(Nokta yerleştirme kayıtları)
· · · · ·
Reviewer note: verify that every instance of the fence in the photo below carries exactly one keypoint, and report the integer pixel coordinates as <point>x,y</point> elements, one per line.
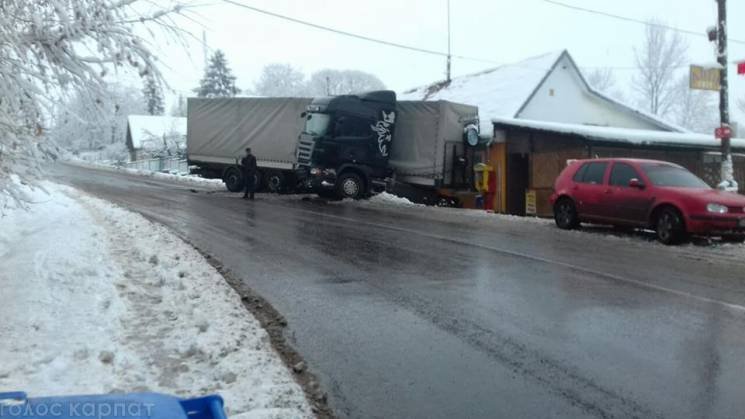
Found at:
<point>175,166</point>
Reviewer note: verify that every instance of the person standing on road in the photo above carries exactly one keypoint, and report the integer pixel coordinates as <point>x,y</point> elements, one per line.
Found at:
<point>248,164</point>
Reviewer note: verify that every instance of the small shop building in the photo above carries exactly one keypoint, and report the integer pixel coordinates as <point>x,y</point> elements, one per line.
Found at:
<point>541,112</point>
<point>533,153</point>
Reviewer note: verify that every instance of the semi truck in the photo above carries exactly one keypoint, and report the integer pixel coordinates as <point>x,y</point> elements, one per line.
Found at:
<point>344,146</point>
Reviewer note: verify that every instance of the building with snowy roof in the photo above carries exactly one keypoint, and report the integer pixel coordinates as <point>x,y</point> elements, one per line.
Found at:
<point>549,87</point>
<point>541,112</point>
<point>151,136</point>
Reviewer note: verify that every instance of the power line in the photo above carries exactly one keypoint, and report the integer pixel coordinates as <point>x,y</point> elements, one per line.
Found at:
<point>633,20</point>
<point>357,36</point>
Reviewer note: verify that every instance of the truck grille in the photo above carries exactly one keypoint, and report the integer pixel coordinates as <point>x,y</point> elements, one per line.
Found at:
<point>305,149</point>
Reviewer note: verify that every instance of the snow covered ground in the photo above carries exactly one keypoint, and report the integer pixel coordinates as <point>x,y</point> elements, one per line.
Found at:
<point>96,299</point>
<point>215,184</point>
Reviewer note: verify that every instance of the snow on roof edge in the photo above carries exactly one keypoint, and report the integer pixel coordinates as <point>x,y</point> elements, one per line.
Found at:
<point>622,135</point>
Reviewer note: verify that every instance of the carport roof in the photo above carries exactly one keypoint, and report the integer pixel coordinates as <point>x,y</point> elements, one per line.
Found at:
<point>618,135</point>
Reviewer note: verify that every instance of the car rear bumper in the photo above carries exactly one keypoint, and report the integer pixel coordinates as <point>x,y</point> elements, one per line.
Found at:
<point>716,224</point>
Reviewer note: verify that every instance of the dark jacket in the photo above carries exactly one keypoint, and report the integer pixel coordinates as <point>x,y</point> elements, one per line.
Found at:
<point>248,164</point>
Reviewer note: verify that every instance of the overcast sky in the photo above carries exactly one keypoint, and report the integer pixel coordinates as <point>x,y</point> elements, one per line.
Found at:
<point>500,31</point>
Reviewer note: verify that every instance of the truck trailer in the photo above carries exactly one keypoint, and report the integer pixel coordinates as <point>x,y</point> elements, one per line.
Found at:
<point>343,146</point>
<point>219,130</point>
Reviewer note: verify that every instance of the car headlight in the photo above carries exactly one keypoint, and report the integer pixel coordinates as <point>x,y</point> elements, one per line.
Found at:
<point>717,208</point>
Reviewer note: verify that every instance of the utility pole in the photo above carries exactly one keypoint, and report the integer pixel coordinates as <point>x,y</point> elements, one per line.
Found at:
<point>447,72</point>
<point>204,49</point>
<point>727,175</point>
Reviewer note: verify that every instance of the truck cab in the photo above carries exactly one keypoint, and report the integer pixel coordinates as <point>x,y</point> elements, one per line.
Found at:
<point>345,145</point>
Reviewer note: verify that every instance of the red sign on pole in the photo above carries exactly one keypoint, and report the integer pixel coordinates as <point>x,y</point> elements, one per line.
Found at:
<point>723,132</point>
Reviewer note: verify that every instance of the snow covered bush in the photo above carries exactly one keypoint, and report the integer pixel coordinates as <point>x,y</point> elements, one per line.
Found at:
<point>51,47</point>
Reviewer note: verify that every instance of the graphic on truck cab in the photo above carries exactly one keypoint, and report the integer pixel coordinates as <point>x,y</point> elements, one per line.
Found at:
<point>383,129</point>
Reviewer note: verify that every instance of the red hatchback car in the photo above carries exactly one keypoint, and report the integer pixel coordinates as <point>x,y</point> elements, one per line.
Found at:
<point>646,194</point>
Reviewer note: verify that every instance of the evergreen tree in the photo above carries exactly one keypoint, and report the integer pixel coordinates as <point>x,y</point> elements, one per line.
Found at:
<point>218,80</point>
<point>153,97</point>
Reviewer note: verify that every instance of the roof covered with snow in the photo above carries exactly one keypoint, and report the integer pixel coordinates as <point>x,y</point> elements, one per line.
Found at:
<point>498,92</point>
<point>504,91</point>
<point>620,135</point>
<point>146,129</point>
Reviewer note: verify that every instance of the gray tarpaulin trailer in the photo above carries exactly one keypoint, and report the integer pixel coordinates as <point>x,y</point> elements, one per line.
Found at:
<point>426,136</point>
<point>220,129</point>
<point>427,139</point>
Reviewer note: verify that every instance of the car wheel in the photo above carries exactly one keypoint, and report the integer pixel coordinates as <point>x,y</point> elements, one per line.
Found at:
<point>565,214</point>
<point>350,185</point>
<point>734,238</point>
<point>233,180</point>
<point>669,226</point>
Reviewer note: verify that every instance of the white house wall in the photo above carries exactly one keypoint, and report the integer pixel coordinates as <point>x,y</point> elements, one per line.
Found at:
<point>563,97</point>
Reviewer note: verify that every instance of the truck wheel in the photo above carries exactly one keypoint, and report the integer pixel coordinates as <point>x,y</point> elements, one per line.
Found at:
<point>233,180</point>
<point>350,185</point>
<point>275,182</point>
<point>258,186</point>
<point>565,214</point>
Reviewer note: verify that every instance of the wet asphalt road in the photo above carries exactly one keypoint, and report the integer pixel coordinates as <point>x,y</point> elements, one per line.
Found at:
<point>411,312</point>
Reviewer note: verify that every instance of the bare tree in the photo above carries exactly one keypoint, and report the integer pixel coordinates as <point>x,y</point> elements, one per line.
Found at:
<point>50,47</point>
<point>280,80</point>
<point>84,123</point>
<point>153,94</point>
<point>179,107</point>
<point>341,82</point>
<point>662,53</point>
<point>218,80</point>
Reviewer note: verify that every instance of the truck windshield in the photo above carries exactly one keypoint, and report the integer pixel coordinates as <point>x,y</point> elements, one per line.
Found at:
<point>317,124</point>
· · · · ·
*Yapılacak İş*:
Dökümde "Reviewer note: verify that every instance of the truck cab" ifadesini içeren satır ile "<point>345,145</point>" ifadesini içeren satır arasındaki satırları, bu iki satır da dahil olmak üzere ve boş satırlar atlanarak, Sıra ve Satır sütunlarından oluşan bir Markdown tablosuna dönüştürünüz.

*Eksiksiz Çıktı*:
| Sıra | Satır |
|---|---|
| 1 | Reviewer note: verify that every instance of the truck cab in the photo above carries exactly one keypoint, and report the integer pixel coordinates as <point>x,y</point> elements, one per line. |
| 2 | Found at: |
| 3 | <point>345,145</point> |